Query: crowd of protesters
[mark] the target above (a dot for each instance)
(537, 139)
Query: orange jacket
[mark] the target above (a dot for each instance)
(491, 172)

**What you should do**
Word for word, return the entire set of entries.

**Solution for this problem**
Query: crowd of protesters
[mark] the target above (a dot for each instance)
(537, 139)
Query: orange jacket
[mark] the target above (a dot for each instance)
(491, 172)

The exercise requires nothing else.